**Work to complete**
Return the data word for word. Pictures are to be omitted.

**Items listed in a dataset**
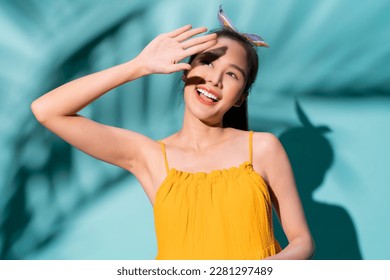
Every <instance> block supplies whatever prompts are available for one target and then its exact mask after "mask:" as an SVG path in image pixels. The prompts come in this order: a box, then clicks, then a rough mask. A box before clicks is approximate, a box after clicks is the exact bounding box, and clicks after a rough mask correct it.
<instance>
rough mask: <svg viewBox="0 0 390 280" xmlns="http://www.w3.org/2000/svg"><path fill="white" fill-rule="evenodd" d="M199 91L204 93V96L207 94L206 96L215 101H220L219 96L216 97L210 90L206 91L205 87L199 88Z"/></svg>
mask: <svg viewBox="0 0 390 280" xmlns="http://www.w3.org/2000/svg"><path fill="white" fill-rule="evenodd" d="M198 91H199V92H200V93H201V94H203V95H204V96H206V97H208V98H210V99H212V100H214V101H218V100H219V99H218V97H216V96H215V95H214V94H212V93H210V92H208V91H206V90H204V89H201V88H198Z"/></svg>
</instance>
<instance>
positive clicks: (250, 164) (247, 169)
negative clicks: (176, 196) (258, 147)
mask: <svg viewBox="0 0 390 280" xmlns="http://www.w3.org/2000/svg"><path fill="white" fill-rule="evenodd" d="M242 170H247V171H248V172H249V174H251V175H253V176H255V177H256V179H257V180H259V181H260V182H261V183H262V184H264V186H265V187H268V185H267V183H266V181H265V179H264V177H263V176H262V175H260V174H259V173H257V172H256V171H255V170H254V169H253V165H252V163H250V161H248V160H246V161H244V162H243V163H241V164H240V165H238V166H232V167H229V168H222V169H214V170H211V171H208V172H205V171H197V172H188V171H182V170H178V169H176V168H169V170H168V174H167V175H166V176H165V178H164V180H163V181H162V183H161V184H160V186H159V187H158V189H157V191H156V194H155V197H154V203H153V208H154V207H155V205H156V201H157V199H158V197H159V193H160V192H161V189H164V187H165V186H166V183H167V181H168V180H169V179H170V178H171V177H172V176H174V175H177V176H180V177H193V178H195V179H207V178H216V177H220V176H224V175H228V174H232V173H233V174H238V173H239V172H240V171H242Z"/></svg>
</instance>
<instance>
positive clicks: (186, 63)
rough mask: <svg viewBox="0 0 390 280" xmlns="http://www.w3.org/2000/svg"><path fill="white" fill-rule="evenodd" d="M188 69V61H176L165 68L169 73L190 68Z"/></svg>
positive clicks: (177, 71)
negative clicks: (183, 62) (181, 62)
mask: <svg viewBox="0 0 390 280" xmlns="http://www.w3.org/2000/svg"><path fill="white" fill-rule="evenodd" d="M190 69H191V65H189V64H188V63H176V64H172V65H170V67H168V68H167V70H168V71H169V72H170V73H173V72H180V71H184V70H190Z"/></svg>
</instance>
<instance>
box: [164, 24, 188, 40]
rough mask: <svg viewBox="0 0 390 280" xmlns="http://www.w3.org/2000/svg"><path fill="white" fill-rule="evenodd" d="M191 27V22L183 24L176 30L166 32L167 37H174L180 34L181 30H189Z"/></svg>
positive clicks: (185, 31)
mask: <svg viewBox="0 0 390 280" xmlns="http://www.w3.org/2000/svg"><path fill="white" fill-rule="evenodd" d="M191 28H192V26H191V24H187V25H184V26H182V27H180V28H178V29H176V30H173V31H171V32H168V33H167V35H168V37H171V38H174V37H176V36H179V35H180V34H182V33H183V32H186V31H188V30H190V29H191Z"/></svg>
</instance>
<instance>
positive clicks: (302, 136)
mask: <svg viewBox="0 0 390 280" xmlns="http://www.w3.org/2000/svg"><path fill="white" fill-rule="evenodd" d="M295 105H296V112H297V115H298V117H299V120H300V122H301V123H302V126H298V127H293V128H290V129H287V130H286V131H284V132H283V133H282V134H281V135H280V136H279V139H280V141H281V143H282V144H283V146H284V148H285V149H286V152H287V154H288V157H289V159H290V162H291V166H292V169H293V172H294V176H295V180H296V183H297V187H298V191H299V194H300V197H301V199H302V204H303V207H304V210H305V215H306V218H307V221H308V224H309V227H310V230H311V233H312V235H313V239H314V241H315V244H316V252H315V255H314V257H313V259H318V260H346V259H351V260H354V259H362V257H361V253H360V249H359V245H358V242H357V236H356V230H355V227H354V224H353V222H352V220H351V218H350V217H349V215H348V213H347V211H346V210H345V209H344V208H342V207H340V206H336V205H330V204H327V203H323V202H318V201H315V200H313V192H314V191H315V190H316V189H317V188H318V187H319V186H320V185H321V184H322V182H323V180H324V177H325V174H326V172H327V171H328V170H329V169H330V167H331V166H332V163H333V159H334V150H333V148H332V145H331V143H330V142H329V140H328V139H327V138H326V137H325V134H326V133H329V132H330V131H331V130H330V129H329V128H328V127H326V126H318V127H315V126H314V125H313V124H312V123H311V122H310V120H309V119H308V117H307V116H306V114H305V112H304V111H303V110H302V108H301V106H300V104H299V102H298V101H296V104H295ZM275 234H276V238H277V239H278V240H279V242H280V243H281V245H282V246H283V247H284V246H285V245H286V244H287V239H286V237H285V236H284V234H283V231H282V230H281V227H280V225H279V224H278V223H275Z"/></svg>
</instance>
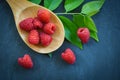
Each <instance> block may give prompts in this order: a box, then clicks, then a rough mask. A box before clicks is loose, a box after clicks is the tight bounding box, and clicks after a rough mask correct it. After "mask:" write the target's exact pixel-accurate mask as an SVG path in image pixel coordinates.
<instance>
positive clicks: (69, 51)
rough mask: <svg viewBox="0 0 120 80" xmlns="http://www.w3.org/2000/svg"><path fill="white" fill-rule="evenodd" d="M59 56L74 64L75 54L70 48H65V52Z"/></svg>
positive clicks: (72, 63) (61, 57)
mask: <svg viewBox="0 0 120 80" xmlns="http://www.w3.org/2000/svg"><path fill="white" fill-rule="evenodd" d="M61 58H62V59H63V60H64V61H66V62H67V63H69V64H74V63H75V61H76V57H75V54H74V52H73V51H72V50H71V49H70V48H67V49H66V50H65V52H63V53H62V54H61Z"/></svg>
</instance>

**Problem solution**
Every <instance> block supplies whatever prompts are available for one target and then its exact mask after "mask:" as an SVG path in image pixels. The prompts come in this order: a box, then clicks, then a rough mask. A box before clicks is approximate, a box after clicks is the exact bounding box, and clicks after a rough mask correct it.
<instance>
rough mask: <svg viewBox="0 0 390 280" xmlns="http://www.w3.org/2000/svg"><path fill="white" fill-rule="evenodd" d="M199 91L204 93V96L207 94L206 96L215 101H220L219 96L216 97L210 90L206 91L205 87L199 88Z"/></svg>
mask: <svg viewBox="0 0 390 280" xmlns="http://www.w3.org/2000/svg"><path fill="white" fill-rule="evenodd" d="M198 91H199V92H200V93H201V94H203V95H204V96H206V97H208V98H210V99H212V100H214V101H218V100H219V99H218V97H216V96H215V95H214V94H212V93H210V92H208V91H206V90H204V89H201V88H198Z"/></svg>
</instance>
<instance>
positive clicks: (250, 164) (247, 169)
negative clicks: (176, 196) (258, 147)
mask: <svg viewBox="0 0 390 280" xmlns="http://www.w3.org/2000/svg"><path fill="white" fill-rule="evenodd" d="M242 170H247V171H248V172H249V174H251V175H253V176H255V177H256V179H257V180H259V181H260V182H261V183H262V184H264V186H265V187H268V185H267V183H266V181H265V179H264V177H263V176H262V175H260V174H259V173H257V172H256V171H255V170H254V169H253V165H252V163H250V161H248V160H246V161H244V162H243V163H241V164H240V165H238V166H232V167H229V168H222V169H214V170H211V171H208V172H205V171H197V172H188V171H182V170H178V169H176V168H169V170H168V174H167V175H166V176H165V178H164V180H163V181H162V183H161V184H160V186H159V187H158V189H157V191H156V194H155V197H154V203H153V208H154V207H155V205H156V201H157V199H158V197H159V193H160V192H161V189H164V187H165V186H166V183H167V181H168V180H169V179H170V178H171V177H172V176H174V175H177V176H180V177H193V178H195V179H207V178H216V177H220V176H224V175H228V174H232V173H233V174H238V173H239V172H240V171H242Z"/></svg>
</instance>
<instance>
positive clicks: (186, 63)
rough mask: <svg viewBox="0 0 390 280" xmlns="http://www.w3.org/2000/svg"><path fill="white" fill-rule="evenodd" d="M188 69V61H176L165 68L169 73L190 68Z"/></svg>
positive clicks: (177, 71)
negative clicks: (183, 62) (181, 62)
mask: <svg viewBox="0 0 390 280" xmlns="http://www.w3.org/2000/svg"><path fill="white" fill-rule="evenodd" d="M190 69H191V65H189V64H188V63H176V64H172V65H170V67H168V68H167V70H168V71H169V72H170V73H173V72H180V71H184V70H190Z"/></svg>
</instance>
<instance>
box: [164, 24, 188, 40]
rough mask: <svg viewBox="0 0 390 280" xmlns="http://www.w3.org/2000/svg"><path fill="white" fill-rule="evenodd" d="M191 27V22L183 24L176 30L166 32L167 37H174L180 34L181 30H189Z"/></svg>
positive clicks: (185, 31)
mask: <svg viewBox="0 0 390 280" xmlns="http://www.w3.org/2000/svg"><path fill="white" fill-rule="evenodd" d="M191 28H192V26H191V24H187V25H184V26H182V27H180V28H178V29H176V30H173V31H171V32H168V33H167V35H168V37H171V38H174V37H176V36H179V35H180V34H182V33H183V32H186V31H188V30H190V29H191Z"/></svg>
</instance>
<instance>
positive clicks: (302, 136)
mask: <svg viewBox="0 0 390 280" xmlns="http://www.w3.org/2000/svg"><path fill="white" fill-rule="evenodd" d="M295 105H296V112H297V115H298V117H299V120H300V122H301V123H302V126H298V127H293V128H290V129H287V130H286V131H284V132H283V133H282V134H281V135H280V136H279V139H280V141H281V143H282V144H283V146H284V148H285V149H286V152H287V154H288V157H289V159H290V162H291V166H292V169H293V172H294V176H295V180H296V183H297V187H298V191H299V194H300V197H301V199H302V204H303V207H304V210H305V215H306V218H307V221H308V224H309V227H310V230H311V233H312V235H313V239H314V241H315V244H316V252H315V255H314V257H313V259H318V260H346V259H351V260H354V259H362V257H361V253H360V249H359V245H358V242H357V236H356V230H355V227H354V224H353V222H352V220H351V218H350V217H349V215H348V213H347V211H346V210H345V209H344V208H342V207H340V206H336V205H330V204H327V203H323V202H318V201H315V200H313V192H314V191H315V190H316V189H317V188H318V187H319V186H320V185H321V184H322V182H323V180H324V177H325V174H326V172H327V171H328V170H329V169H330V167H331V166H332V163H333V159H334V150H333V148H332V145H331V143H330V142H329V140H328V139H327V138H326V137H325V134H326V133H329V132H330V131H331V130H330V129H329V128H328V127H326V126H318V127H315V126H314V125H313V124H312V123H311V122H310V120H309V119H308V117H307V116H306V114H305V112H304V111H303V110H302V108H301V106H300V104H299V102H298V101H296V104H295ZM275 234H276V238H277V239H278V240H279V242H280V243H281V245H282V246H283V247H284V246H285V245H286V244H287V239H286V237H285V236H284V234H283V231H282V230H281V227H280V225H279V224H278V223H275Z"/></svg>
</instance>
Each <instance> block may give prompts in this order: a box, then clicks, then a rough mask. A box before clicks is loose, a box after clicks is the tight bounding box, and clicks after a rough mask correct it. After "mask:" write the target's exact pixel-accurate mask as an SVG path in image pixel coordinates.
<instance>
positive clicks: (69, 51)
rough mask: <svg viewBox="0 0 120 80" xmlns="http://www.w3.org/2000/svg"><path fill="white" fill-rule="evenodd" d="M59 56L74 64L75 54L70 48H65V52Z"/></svg>
positive clicks: (72, 63) (61, 57)
mask: <svg viewBox="0 0 120 80" xmlns="http://www.w3.org/2000/svg"><path fill="white" fill-rule="evenodd" d="M61 58H62V59H63V60H64V61H66V62H67V63H69V64H74V63H75V61H76V57H75V54H74V52H73V51H72V50H71V49H70V48H67V49H66V50H65V52H63V53H62V54H61Z"/></svg>
</instance>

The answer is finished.